### ФРАГМЕНТ ДОКУМЕНТА
========

— Ну впустите,— раздраженно ответил я, но через минуту, сознаюсь, смягчился, увидев перед собой элегантную, очень высокую, хорошо сложенную смуглую брюнетку, непринужденно и почти вызывающе расположившуюся на моем диване. Приглядевшись к грубоватым чертам лица и толстым чувственным губам, я несколько разочаровался. Особенно неприятен был какой-то горловой тембр голоса, а тяжеловатый фламандский акцент во французском языке выдавал ее иностранное происхождение, заставляя даже насторожиться.
— Я безумно влюблена,— без всяких церемоний заявила мне красавица брюнетка,— и очень несчастна. Вы не можете себе представить, как мы друг друга полюбили, и только вы один можете рассеять мою бесконечную тревогу за моего любовника.
— Но кто же он такой? — спросил я в конце концов, терпеливо выслушав все подробности романа, происходившего в излюбленной всеми русскими гостинице «Гранд Отель» в самом центре Парижа.
Не без труда удалось добиться, что сидевшая передо мной героиня романа оказалась отмеченной уже шумной рекламой танцовщицей Мата-Хари, а героем — капитан нашего первого полка, некий Маслов.
— Вот уже неделю, как я не имею о нем известий и прошу вас сказать мне, где находится его полк. В лагере или на передовых позициях?
Подобный вопрос был так плохо увязан с романом «Гранд Отеля», что невольно вызвал если не прямое подозрение, то во всяком случае какое-то сомнение в правдивости всего длинного рассказа посетительницы. [616]
Я отговорился неосведомленностью, обещал позвонить в бригаду и просил зайти за ответом через два-три дня. Любопытство Мата-Хари меня правда, меньше всего интересовало, но зато я был обеспокоен любовной связью скромного нашего офицера со столь шикарной женщиной. Маслова я отметил еще в Марселе, как симпатичного молодцеватого блондина с Владимиром с мечами на груди. Лохвицкий и Нечволодов дали мне о нем наилучшую аттестацию и обещали предупредить об опасности.
Незначительный сам по себе факт моей встречи с Мата-Хари, которой я не преминул отказать в исполнении ее просьбы, представился вскоре в совершенно другом свете.
С приходом к власти грозного Клемансо Мата-Хари был вынесен, одной из первых, смертный приговор. Она была обвинена в шпионаже в пользу Германии, хотя осведомленные люди утверждали, что ее услугами пользовался одновременно дурной памяти капитан Ладу, возглавлявший в то время французскую контрразведку.
Маслов, которого она, по показаниям на судебном следствии, действительно любила, по окончании войны постригся в монахи.

========

### ЗАДАНИЕ A
Что, согласно отрывку, сделал Маслов по окончании войны?
Отрывок и список между собой никак не связаны.

[Список из набора данных]
========

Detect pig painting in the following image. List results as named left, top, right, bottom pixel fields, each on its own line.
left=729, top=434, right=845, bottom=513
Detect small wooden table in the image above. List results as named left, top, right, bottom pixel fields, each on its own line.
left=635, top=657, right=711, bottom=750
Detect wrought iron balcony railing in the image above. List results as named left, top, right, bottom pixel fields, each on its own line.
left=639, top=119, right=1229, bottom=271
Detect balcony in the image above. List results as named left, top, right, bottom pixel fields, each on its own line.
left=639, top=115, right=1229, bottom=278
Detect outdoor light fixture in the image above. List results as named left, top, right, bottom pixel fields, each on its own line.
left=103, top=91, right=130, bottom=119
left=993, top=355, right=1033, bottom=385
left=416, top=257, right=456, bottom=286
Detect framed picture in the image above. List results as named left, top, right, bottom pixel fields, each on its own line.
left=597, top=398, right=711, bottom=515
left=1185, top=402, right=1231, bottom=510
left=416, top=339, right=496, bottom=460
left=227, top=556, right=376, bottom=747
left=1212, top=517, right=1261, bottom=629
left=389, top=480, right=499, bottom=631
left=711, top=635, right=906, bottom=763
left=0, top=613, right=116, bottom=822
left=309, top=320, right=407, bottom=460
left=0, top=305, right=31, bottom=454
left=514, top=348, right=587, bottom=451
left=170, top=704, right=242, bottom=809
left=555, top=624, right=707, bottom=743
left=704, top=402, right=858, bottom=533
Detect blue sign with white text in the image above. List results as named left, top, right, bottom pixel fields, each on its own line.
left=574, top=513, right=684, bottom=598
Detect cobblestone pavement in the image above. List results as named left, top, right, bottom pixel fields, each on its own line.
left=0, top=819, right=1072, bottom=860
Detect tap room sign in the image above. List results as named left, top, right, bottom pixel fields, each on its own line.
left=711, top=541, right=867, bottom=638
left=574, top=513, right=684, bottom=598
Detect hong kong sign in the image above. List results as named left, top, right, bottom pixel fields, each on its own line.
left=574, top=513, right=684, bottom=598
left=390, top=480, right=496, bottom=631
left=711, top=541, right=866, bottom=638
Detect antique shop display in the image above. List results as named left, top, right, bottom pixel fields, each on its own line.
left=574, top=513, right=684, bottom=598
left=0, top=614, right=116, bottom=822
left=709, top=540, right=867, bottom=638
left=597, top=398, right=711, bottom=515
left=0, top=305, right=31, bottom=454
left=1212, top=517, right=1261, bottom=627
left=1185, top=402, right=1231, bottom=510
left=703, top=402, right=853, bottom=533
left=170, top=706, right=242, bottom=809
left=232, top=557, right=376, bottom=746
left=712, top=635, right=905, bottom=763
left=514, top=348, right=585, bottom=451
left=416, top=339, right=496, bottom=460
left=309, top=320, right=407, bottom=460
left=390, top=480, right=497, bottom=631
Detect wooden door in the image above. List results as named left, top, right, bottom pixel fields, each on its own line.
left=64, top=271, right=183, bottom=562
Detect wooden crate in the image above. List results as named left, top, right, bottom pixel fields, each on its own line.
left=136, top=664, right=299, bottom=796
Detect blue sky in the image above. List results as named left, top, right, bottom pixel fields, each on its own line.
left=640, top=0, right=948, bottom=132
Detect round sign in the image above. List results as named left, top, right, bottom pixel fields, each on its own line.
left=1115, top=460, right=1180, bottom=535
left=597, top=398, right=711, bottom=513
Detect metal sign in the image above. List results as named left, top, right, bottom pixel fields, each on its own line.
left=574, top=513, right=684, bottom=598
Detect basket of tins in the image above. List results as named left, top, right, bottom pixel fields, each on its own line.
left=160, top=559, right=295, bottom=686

========

### ЗАДАНИЕ B
Приведите повторно строки списка: начните с самой первой строки списка и остановитесь после строки, содержащей «left=729, top=434, right=845, bottom=513», включая обе границы.

### РЕШЕНИЕ ЗАДАНИЯ A
По окончании войны Маслов постригся в монахи.

### РЕШЕНИЕ ЗАДАНИЯ B
Detect pig painting in the following image. List results as named left, top, right, bottom pixel fields, each on its own line.
left=729, top=434, right=845, bottom=513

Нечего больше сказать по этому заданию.